▶ Source document
'''

2.) If a majority of the membership actually supports the risky, fiscally irresponsible, and expensive approach of rehab in the face of such slim chances of the Co-Op's successful survival as a democratic entity, then this only underscores the consistent demonstration of managerial and strategic incompetence that has gotten the Co-Op into its current situation in the first place. It will be only the latest in a long-running series of bone-headed decisions that have run the Co-Op into the ground. At a certain point (which I think we passed five or six years ago), one must ask oneself whether it would be better to leave this grocery business to professionals, rather than in the hands of a bunch of amateurs.

Elizabeth Fama said...

Thanks for going to the meeting, Deep Throat. I absolutely couldn't be there, but I knew your reporting would be spot-on.

Was Mark Johnson's comment the only overt discussion in the meeting of the likelihood that the Co-Op would no longer be a membership-run institution if the bankruptcy option wins? After all, that's what die-hard Co-Op fans say they value the most about the place, so it would be incredibly remiss of the Board not to make it explicit.

Also, I have no experience with board ethics in circumstances like these, but don't boards generally indicate a unanimous endorsement, to help shareholders decide? Wasn't it irresponsible of them to present themselves as split?

deep throat said...

To famac: One of the directors alluded to the University's plan to file for foreclosure of the 55th Street store on or around 12/17. I believe this is the University's strategy to put pressure on the Co-Op to decide sooner rather than later--it's not quite an exploding offer, but de facto, it will have the same effect. It also means the Co-Op only has the next 28 days to secure the $2 million loan it needs to go into rehab.

'''

▶ Information provided
'''

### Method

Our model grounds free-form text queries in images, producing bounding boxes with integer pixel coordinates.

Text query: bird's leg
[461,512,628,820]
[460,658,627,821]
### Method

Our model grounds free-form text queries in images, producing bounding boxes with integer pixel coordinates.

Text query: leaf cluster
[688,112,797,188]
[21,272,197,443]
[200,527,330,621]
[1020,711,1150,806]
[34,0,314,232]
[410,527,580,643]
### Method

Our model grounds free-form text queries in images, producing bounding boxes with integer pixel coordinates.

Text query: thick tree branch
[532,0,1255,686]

'''

▶ Your objective
Can you repeat the Co-Op discussion starting with "2.) If a majority" and going on through "Elizabeth Fama said...", swapping "amateurs" for "novices"? Rely on the Co-Op discussion alone.

▶ Result for this task
2.) If a majority of the membership actually supports the risky, fiscally irresponsible, and expensive approach of rehab in the face of such slim chances of the Co-Op's successful survival as a democratic entity, then this only underscores the consistent demonstration of managerial and strategic incompetence that has gotten the Co-Op into its current situation in the first place. It will be only the latest in a long-running series of bone-headed decisions that have run the Co-Op into the ground. At a certain point (which I think we passed five or six years ago), one must ask oneself whether it would be better to leave this grocery business to professionals, rather than in the hands of a bunch of novices.

Elizabeth Fama said...